Material shown:
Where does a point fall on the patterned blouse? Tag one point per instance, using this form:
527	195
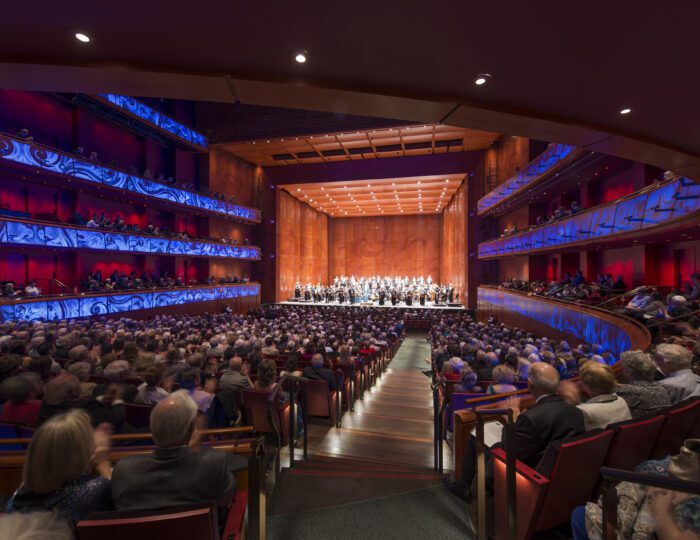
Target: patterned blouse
75	501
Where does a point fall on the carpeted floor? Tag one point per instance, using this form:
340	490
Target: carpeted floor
426	513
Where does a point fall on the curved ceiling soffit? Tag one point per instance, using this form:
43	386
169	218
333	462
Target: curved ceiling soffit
356	101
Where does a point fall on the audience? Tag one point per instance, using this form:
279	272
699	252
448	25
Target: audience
66	470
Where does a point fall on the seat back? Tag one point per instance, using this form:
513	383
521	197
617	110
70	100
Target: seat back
573	476
190	521
633	442
680	422
137	414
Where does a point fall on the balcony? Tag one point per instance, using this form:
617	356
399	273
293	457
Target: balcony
50	160
155	119
17	232
658	208
89	305
549	162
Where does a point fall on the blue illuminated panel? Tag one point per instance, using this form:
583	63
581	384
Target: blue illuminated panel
154	117
535	171
654	206
584	327
12	149
87	306
55	236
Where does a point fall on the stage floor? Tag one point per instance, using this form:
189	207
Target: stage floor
375	304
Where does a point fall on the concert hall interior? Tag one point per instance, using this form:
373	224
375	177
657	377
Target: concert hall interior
303	272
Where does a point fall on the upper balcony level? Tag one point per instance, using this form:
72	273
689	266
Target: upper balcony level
45	159
548	164
26	233
655	210
152	117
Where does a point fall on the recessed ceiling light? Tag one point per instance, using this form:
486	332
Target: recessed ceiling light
482	78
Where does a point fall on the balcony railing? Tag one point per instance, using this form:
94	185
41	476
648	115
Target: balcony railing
653	207
155	118
88	305
539	168
18	232
54	161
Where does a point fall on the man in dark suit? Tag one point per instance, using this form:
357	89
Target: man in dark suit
179	471
550	419
317	372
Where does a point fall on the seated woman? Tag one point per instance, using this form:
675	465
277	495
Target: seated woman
67	469
643	394
604	406
22	407
503	378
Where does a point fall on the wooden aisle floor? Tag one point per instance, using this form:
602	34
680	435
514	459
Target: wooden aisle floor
394	420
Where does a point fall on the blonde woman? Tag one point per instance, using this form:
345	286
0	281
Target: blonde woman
67	469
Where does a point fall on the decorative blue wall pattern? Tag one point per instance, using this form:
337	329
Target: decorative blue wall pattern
156	118
651	207
586	328
537	168
47	159
14	232
87	306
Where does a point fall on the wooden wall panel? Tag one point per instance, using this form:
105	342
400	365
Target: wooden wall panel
391	245
302	245
454	242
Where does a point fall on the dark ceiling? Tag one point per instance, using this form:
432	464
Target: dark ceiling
575	64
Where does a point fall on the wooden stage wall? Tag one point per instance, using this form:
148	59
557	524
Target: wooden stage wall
302	245
312	247
453	268
386	246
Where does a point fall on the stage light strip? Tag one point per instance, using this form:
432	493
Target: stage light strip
584	327
156	118
23	233
542	165
48	159
639	211
89	306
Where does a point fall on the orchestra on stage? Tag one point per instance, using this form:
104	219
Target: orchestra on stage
378	290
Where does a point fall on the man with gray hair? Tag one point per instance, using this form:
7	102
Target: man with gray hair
675	362
179	471
549	419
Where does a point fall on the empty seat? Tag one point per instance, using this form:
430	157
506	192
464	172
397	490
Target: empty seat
547	500
190	521
680	423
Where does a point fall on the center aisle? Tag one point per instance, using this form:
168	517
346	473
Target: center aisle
394	420
373	477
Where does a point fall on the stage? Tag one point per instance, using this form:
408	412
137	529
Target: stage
373	305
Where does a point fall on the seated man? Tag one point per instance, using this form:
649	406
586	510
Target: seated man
550	419
179	471
317	372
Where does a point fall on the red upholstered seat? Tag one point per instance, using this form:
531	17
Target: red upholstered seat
190	521
545	502
633	442
322	401
680	423
256	412
137	414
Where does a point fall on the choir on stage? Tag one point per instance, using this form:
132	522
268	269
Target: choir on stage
378	290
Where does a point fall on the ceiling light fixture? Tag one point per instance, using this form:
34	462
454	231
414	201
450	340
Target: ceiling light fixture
482	78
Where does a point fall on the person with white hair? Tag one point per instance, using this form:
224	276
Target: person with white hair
179	471
675	362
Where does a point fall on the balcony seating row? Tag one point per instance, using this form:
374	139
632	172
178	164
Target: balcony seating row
646	211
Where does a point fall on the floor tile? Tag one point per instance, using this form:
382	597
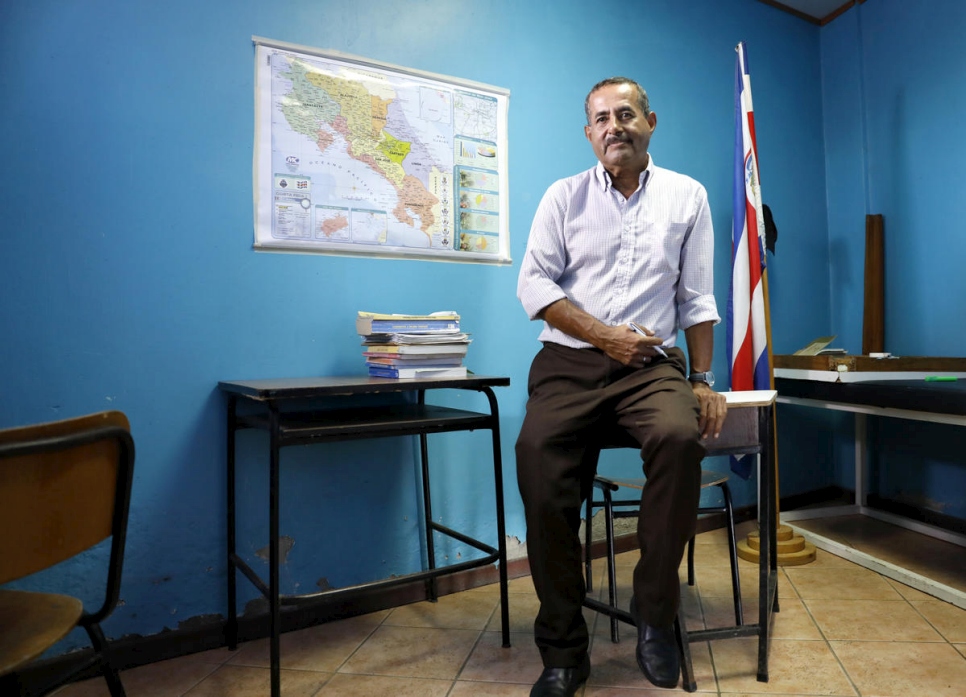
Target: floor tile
843	630
871	620
478	689
413	652
842	583
323	648
343	685
244	681
901	669
162	679
794	668
949	620
490	662
456	611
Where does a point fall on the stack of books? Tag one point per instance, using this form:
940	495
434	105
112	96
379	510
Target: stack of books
413	346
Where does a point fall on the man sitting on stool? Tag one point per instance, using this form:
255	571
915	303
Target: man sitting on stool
619	258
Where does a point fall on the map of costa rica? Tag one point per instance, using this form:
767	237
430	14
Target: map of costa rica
365	157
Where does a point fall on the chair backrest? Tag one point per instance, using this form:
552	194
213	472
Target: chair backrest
64	487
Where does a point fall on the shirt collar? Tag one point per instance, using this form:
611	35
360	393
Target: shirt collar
603	176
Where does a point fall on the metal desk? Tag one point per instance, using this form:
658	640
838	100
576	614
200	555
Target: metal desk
285	409
878	394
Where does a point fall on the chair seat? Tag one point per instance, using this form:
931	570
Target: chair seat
30	623
708	478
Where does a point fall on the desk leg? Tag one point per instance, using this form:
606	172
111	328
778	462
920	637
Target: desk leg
500	516
273	583
861	460
231	621
768	553
432	586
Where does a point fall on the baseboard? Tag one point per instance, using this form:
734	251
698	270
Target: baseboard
209	633
917	513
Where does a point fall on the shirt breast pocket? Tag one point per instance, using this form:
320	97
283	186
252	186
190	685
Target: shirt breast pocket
667	242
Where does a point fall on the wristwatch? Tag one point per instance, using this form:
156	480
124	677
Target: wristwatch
707	377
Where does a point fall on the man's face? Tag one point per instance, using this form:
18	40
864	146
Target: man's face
618	130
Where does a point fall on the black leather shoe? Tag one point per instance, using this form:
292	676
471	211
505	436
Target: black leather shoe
657	652
561	682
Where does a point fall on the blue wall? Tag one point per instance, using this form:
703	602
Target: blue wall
129	279
894	92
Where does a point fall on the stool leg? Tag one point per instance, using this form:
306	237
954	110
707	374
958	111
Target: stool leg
733	550
691	561
588	540
687	670
611	564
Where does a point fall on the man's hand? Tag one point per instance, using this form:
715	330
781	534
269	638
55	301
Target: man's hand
628	347
714	408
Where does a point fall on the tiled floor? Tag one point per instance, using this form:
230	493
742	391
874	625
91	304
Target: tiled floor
842	630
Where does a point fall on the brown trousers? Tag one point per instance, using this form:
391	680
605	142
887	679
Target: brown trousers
575	394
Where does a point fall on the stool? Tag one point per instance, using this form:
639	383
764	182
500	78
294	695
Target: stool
608	486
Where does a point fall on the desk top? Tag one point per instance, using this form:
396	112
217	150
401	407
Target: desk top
912	395
308	388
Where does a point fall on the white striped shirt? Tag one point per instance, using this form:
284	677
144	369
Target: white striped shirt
648	259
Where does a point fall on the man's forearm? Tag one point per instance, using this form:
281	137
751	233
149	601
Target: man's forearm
700	339
570	319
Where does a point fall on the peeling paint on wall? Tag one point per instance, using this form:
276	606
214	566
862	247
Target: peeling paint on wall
285	544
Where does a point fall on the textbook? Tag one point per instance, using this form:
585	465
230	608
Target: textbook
424	337
447	349
412	361
426	372
438	322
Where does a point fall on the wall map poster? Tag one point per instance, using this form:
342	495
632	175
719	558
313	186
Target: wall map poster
358	157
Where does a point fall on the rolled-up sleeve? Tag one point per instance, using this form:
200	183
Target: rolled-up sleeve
695	296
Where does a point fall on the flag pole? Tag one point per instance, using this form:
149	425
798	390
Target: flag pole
792	548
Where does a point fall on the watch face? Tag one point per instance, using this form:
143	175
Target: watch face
706	377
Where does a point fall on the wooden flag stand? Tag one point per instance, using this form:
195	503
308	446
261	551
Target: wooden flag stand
793	550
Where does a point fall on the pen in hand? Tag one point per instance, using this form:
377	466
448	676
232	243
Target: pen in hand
657	349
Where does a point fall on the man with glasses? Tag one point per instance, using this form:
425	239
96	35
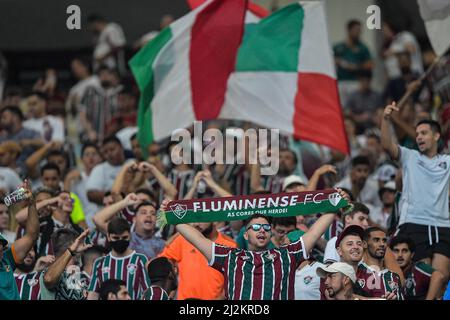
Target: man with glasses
247	272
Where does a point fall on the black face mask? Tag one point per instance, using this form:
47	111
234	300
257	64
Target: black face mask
120	246
26	268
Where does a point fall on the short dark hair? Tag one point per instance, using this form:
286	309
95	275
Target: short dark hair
356	207
146	203
353	23
50	166
360	160
284	221
256	216
435	126
15	110
89	145
292	152
369	230
112	139
95	17
62	239
110	286
118	225
403	239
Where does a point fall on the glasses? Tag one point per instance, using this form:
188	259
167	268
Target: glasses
257	226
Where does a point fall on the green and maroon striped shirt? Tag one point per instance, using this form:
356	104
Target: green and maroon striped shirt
28	285
265	275
130	269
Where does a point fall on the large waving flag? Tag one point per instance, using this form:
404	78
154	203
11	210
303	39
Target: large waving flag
436	15
279	74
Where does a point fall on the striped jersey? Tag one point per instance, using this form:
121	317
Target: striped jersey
28	285
155	293
377	283
130	269
266	275
417	281
181	180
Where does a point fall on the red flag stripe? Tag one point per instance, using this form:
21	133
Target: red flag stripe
318	117
215	39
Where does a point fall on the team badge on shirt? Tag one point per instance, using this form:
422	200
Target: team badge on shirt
179	210
131	268
32	282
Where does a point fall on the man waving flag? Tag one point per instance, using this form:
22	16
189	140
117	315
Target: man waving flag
214	63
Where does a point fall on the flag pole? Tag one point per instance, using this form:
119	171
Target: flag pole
418	82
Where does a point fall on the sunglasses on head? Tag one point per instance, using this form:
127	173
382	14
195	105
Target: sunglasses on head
257	226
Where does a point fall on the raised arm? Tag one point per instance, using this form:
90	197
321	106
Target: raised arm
55	271
386	139
23	245
169	189
102	217
195	237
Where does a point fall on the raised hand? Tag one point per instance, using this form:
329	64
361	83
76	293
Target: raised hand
387	113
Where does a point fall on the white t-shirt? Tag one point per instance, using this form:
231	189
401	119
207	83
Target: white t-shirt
51	128
424	198
368	195
102	177
112	36
9	179
307	282
398	45
331	254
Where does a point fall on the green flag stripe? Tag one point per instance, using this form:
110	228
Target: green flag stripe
272	44
142	65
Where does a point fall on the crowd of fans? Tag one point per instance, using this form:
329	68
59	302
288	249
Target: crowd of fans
87	228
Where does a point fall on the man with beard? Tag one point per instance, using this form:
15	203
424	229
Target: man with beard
143	237
422	281
373	276
424	201
364	189
121	263
196	278
163	278
246	271
27	275
340	278
100	105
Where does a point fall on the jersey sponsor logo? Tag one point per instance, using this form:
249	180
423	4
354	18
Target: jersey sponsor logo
307	280
179	210
334	198
32	282
131	268
362	283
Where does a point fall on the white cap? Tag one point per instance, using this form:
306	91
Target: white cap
292	179
341	267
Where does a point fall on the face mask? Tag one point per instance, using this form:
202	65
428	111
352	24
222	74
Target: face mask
120	246
25	267
105	84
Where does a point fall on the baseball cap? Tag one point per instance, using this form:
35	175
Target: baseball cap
341	267
3	241
388	186
291	180
350	230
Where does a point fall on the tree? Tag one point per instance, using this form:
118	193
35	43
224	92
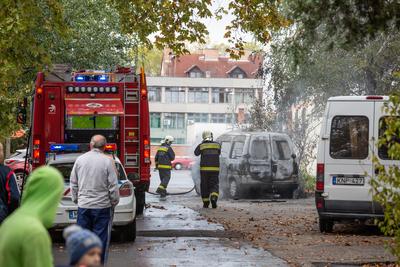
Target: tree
24	28
386	184
95	38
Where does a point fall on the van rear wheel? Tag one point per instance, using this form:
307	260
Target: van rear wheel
325	225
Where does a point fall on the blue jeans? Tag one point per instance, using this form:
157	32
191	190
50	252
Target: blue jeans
99	221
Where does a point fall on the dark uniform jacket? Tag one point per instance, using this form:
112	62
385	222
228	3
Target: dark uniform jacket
209	151
9	192
164	156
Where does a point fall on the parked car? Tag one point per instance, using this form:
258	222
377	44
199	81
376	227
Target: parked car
182	163
256	160
350	131
16	162
124	213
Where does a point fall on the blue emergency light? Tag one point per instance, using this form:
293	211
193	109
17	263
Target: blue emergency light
92	78
64	147
80	78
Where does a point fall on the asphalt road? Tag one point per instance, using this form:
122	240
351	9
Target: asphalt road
170	234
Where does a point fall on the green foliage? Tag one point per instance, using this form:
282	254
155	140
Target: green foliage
343	24
25	27
95	39
386	184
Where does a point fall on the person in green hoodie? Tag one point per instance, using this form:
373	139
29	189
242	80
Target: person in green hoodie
24	240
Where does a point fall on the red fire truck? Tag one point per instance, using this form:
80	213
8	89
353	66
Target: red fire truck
69	108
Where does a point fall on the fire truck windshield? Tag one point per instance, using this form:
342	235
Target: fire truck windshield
92	122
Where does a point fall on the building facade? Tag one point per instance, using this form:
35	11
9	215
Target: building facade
200	88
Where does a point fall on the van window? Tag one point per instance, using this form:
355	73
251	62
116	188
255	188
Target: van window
281	150
225	148
383	124
237	150
259	149
349	137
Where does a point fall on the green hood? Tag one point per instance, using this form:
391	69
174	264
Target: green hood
42	194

Assignment: Copy exactly the lines that run from the one with "Target: building facade" to the last line of the material, including both.

Response to this exercise:
Target: building facade
200	88
Where does a point fall on the van window? Tag one point per instance, using this form:
355	73
251	62
116	188
255	188
Target: van window
281	150
225	148
383	124
237	150
259	149
349	137
Where does a point fall on the green hood? Tag one point per instance, using this form:
391	69
174	264
Target: green hood
42	194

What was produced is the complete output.